Teks yang Disediakan:
....

Dalam perspektif Public Relations, untuk menciptakan loyalitas merk (politik), bisa dengan menggunakan orang ketiga, dengan menciptakan sesuau yang bernilai berita. Berbeda dengan iklan yang merupakan kerja sama profesional antara merk politik dan media, tingkat kredibilitas dari isi pesan cenderung minim, atau sekitar 3-6 % saja, sedangkan kredibilitas publikasi yang bernilai berita (newsvalue) yang dilakukan orang ketiga bisa mencapai 70-90 % kredibilitas isi pesan.

....

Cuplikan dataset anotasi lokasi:

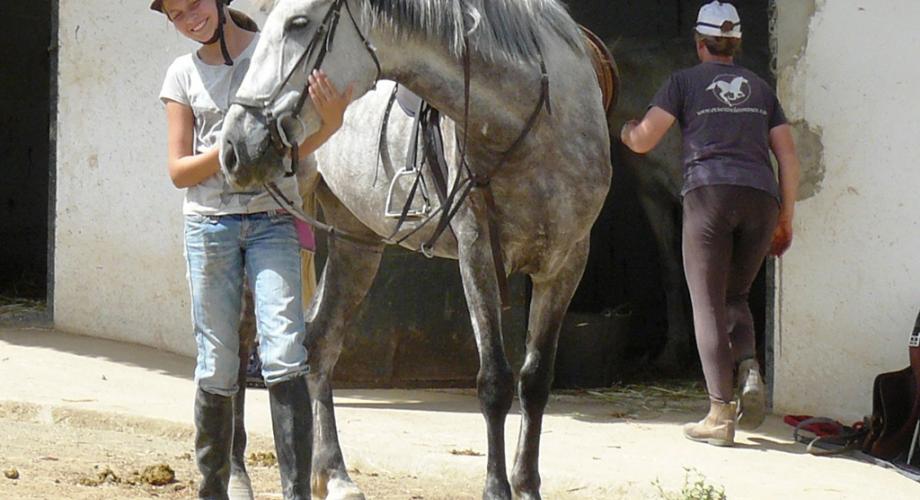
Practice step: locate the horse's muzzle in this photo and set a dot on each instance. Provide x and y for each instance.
(247, 156)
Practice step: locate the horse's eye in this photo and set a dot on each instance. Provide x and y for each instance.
(298, 22)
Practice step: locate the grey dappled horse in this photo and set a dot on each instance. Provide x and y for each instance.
(547, 192)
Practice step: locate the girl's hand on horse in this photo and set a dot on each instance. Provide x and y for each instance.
(782, 237)
(329, 102)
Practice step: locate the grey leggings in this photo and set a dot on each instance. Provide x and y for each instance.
(726, 235)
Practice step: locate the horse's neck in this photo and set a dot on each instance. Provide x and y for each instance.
(501, 96)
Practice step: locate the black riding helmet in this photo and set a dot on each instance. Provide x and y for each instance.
(241, 20)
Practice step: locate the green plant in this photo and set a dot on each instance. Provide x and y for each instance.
(694, 488)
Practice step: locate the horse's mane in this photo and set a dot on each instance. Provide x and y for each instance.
(499, 29)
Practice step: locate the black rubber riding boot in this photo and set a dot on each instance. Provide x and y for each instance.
(214, 425)
(292, 423)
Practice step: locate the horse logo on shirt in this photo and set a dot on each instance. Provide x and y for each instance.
(730, 89)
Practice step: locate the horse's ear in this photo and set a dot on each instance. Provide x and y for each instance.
(265, 6)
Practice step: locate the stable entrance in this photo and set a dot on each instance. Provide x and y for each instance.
(25, 151)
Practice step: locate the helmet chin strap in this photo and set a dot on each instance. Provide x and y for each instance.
(219, 33)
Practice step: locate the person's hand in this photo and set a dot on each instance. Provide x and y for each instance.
(627, 128)
(329, 102)
(782, 237)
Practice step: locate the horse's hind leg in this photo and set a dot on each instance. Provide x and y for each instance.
(240, 487)
(347, 276)
(551, 297)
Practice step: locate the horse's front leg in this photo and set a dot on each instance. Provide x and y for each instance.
(347, 276)
(552, 293)
(240, 487)
(495, 381)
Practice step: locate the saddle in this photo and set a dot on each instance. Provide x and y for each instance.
(895, 422)
(608, 76)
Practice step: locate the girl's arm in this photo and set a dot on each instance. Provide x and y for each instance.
(642, 137)
(186, 169)
(330, 104)
(783, 147)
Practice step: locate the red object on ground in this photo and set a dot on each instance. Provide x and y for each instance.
(819, 429)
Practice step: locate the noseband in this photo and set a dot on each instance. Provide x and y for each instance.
(322, 44)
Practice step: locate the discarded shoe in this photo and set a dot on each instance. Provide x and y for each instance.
(752, 402)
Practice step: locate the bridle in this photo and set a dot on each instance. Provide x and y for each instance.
(321, 43)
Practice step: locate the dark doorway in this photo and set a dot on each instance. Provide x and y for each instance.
(623, 274)
(25, 150)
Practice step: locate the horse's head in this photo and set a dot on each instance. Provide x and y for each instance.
(272, 111)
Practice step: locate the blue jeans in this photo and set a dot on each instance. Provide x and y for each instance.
(218, 249)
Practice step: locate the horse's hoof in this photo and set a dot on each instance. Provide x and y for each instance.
(342, 489)
(527, 495)
(239, 488)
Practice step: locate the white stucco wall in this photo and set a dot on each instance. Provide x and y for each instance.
(849, 288)
(119, 271)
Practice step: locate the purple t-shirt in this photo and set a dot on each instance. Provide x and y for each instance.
(725, 113)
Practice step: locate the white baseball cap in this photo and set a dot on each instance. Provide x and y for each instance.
(719, 19)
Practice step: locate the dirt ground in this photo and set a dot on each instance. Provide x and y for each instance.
(88, 456)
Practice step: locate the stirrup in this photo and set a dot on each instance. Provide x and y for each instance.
(413, 212)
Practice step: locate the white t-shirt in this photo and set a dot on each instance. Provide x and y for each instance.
(207, 90)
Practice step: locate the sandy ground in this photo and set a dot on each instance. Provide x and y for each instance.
(73, 408)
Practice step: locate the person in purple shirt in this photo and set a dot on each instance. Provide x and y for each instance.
(735, 212)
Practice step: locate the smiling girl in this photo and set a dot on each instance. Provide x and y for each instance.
(232, 234)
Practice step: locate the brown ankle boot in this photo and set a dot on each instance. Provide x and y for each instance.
(718, 428)
(751, 404)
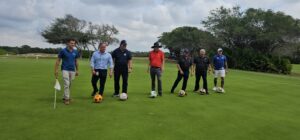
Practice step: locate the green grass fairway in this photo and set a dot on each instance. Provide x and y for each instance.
(256, 106)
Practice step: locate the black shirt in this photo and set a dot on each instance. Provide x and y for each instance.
(202, 63)
(121, 58)
(185, 63)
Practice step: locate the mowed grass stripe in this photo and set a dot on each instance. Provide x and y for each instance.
(255, 106)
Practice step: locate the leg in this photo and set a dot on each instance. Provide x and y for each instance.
(158, 73)
(125, 81)
(204, 77)
(185, 80)
(222, 78)
(94, 81)
(178, 79)
(66, 77)
(197, 81)
(152, 74)
(102, 75)
(117, 75)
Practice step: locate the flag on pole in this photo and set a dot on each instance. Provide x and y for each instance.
(57, 88)
(57, 85)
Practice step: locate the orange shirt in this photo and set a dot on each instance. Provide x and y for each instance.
(156, 58)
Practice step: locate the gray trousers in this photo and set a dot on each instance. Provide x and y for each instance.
(68, 77)
(156, 72)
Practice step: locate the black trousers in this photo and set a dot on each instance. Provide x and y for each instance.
(185, 77)
(118, 72)
(102, 74)
(200, 74)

....

Tujuan Latihan:
Salin dengan persis bagian teks tentang Public Relations, mulai dari "Dalam perspektif Public" hingga "kredibilitas isi pesan.".

Latihan Selesai:
Dalam perspektif Public Relations, untuk menciptakan loyalitas merk (politik), bisa dengan menggunakan orang ketiga, dengan menciptakan sesuau yang bernilai berita. Berbeda dengan iklan yang merupakan kerja sama profesional antara merk politik dan media, tingkat kredibilitas dari isi pesan cenderung minim, atau sekitar 3-6 % saja, sedangkan kredibilitas publikasi yang bernilai berita (newsvalue) yang dilakukan orang ketiga bisa mencapai 70-90 % kredibilitas isi pesan.